§ **Exercise description**
Which lines of the records contain "crushed"? Collect every one of them.

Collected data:
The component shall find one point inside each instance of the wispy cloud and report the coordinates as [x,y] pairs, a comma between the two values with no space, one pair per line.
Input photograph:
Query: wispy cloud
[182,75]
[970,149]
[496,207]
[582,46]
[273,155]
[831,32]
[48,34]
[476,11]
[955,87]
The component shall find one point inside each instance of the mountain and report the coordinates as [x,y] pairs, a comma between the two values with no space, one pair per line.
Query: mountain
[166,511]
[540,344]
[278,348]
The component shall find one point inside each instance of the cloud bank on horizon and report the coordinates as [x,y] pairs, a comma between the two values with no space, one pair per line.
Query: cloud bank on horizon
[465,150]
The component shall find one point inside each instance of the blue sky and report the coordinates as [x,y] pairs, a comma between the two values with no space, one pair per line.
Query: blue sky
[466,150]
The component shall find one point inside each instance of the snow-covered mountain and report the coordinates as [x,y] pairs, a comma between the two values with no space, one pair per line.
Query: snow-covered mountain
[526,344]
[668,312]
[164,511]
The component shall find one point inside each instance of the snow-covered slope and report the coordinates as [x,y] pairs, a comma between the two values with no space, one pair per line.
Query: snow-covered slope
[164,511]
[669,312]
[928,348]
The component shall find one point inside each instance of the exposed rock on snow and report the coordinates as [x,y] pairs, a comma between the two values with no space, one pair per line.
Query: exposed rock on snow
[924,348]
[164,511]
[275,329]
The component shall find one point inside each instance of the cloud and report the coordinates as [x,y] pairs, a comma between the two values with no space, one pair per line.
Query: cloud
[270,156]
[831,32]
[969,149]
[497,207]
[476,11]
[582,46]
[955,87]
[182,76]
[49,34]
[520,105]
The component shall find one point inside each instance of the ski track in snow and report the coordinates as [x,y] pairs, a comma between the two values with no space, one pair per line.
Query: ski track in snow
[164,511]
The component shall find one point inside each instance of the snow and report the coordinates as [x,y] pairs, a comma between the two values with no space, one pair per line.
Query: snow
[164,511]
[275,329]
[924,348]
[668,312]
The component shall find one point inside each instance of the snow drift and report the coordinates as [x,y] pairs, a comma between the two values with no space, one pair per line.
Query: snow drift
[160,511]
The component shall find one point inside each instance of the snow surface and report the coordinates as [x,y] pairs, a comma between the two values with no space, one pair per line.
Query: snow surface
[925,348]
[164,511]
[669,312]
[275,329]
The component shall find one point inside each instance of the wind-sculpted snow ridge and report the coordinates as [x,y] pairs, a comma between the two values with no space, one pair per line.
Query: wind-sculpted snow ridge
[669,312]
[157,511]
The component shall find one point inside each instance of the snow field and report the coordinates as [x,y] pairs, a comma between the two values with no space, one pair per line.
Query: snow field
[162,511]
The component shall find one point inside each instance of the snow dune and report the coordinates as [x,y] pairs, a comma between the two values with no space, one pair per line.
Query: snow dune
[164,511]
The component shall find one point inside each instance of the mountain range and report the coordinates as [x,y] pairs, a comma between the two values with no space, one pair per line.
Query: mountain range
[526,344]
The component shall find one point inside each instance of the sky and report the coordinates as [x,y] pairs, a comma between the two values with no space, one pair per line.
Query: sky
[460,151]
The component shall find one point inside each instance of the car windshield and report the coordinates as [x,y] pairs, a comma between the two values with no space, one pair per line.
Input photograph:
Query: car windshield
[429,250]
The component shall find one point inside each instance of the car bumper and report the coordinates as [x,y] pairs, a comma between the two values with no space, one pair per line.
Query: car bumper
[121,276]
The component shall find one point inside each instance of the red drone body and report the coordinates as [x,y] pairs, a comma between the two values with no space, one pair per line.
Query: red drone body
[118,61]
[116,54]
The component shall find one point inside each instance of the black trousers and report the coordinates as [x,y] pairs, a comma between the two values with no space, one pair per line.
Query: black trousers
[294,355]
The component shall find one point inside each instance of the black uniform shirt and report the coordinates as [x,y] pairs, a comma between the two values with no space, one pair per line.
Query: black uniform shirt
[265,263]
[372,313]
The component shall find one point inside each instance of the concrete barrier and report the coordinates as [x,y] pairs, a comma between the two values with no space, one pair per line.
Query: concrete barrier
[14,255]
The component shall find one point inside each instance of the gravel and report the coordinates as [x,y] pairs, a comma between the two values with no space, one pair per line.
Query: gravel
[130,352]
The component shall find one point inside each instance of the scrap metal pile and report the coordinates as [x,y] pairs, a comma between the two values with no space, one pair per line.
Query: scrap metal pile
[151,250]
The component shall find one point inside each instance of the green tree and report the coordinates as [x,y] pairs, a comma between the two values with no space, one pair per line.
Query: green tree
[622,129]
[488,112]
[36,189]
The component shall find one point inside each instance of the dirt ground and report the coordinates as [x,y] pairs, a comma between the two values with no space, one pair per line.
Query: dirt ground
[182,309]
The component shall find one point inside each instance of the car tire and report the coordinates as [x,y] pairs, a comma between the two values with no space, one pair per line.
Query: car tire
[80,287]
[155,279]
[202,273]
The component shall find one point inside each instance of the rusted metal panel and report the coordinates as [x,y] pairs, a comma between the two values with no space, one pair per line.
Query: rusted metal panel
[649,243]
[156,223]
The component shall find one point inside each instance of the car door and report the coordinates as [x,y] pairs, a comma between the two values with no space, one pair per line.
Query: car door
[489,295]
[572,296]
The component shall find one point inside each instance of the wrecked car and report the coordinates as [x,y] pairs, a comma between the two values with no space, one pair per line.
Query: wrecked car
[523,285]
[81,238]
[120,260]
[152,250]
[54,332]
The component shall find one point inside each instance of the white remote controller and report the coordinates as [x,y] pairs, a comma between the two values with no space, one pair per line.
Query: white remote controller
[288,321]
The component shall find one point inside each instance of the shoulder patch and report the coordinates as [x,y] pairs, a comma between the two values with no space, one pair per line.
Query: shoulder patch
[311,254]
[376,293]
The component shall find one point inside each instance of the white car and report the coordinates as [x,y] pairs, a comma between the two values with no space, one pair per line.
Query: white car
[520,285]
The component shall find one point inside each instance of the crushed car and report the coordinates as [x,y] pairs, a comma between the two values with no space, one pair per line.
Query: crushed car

§ **Response below**
The component shall find one point inside each instance of the crushed car and report the coordinates as [x,y] pairs, a comma between the two values with no space, one pair per line.
Query: crushed car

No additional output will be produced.